··· Input records
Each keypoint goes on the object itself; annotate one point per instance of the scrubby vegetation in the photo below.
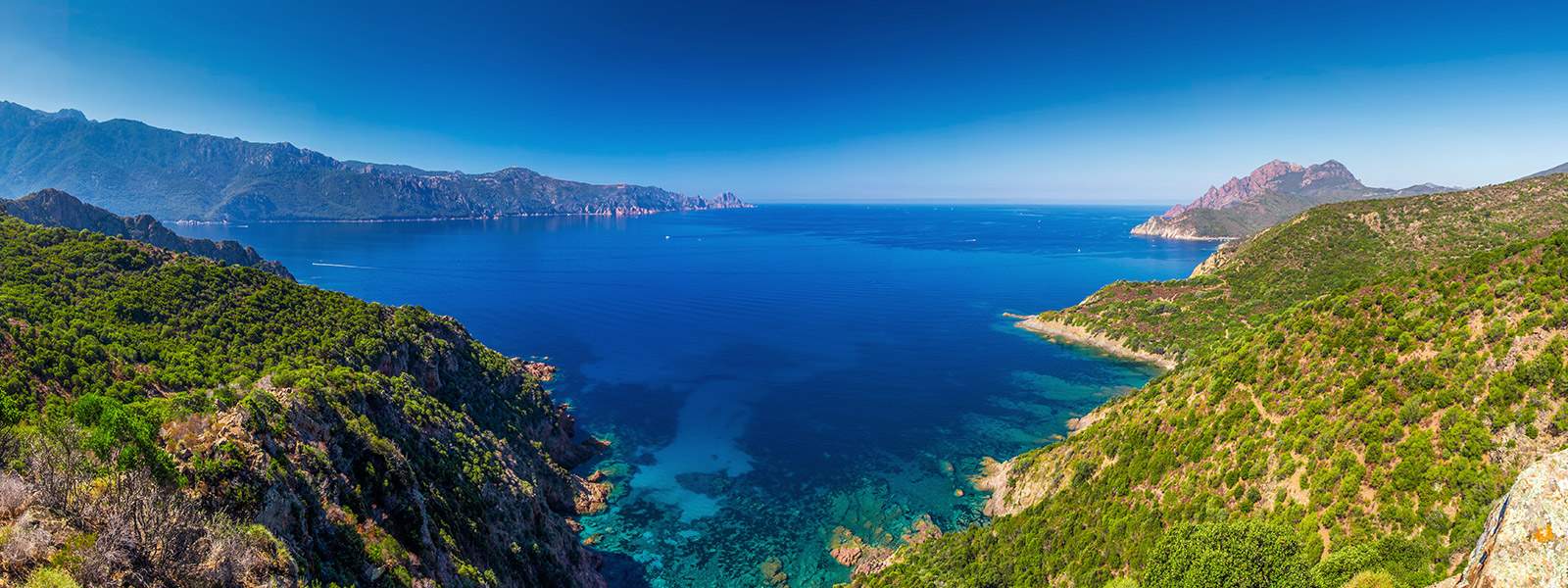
(174, 419)
(1329, 248)
(1376, 420)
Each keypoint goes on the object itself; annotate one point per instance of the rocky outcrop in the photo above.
(1526, 537)
(1269, 195)
(59, 209)
(132, 169)
(1074, 334)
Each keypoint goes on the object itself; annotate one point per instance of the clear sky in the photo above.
(843, 101)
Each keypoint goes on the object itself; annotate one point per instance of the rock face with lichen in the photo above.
(1526, 538)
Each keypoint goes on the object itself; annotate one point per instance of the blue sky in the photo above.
(964, 101)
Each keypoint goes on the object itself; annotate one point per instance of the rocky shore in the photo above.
(1079, 336)
(1164, 227)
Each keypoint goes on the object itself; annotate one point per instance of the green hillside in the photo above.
(1324, 250)
(1374, 423)
(182, 422)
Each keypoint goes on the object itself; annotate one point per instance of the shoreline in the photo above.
(1073, 334)
(616, 214)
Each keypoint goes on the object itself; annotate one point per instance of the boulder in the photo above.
······
- Given task: Rewrite all of the records above as a JSON list of strings, with one string for each line and blank lines omitted. Leave the pictures out of the answer.

- Completed task:
[
  "Each keypoint goes on the object itself; annotate one point per instance of the scrubby vegetation in the photo below.",
  "(174, 419)",
  "(1329, 248)",
  "(1376, 420)",
  "Each keypoint goes on the object itself; annotate one point per instance of the rocky outcrop in the photo above.",
  "(1526, 537)",
  "(1269, 195)",
  "(59, 209)",
  "(132, 169)",
  "(1074, 334)",
  "Each keypoint goes on the object itself; annotate one point per instance of the clear sky in the photo above.",
  "(843, 101)",
  "Each keypoint goes on the object itself; annotate one point per instance of the rock face with lichen in the photo above.",
  "(1526, 538)",
  "Each keypoint goes on the object itself; annotate one point per instance of the blue sky in the photo above.",
  "(964, 101)",
  "Each keypoint goes on the object itself; annotate one point per instance of the rocky shore in the photo above.",
  "(1079, 336)",
  "(1164, 227)",
  "Each keypoint goes on the object itself; annotate one point per instance of the green hillside in the photo above.",
  "(1324, 250)",
  "(1374, 423)",
  "(182, 422)",
  "Each keypoint goes on the object itself; annotate one point per instance of the shoreline in the photo above.",
  "(1073, 334)",
  "(616, 214)",
  "Each keypoint goes on the object itself; annotate one point per instance of the boulder in the photo above."
]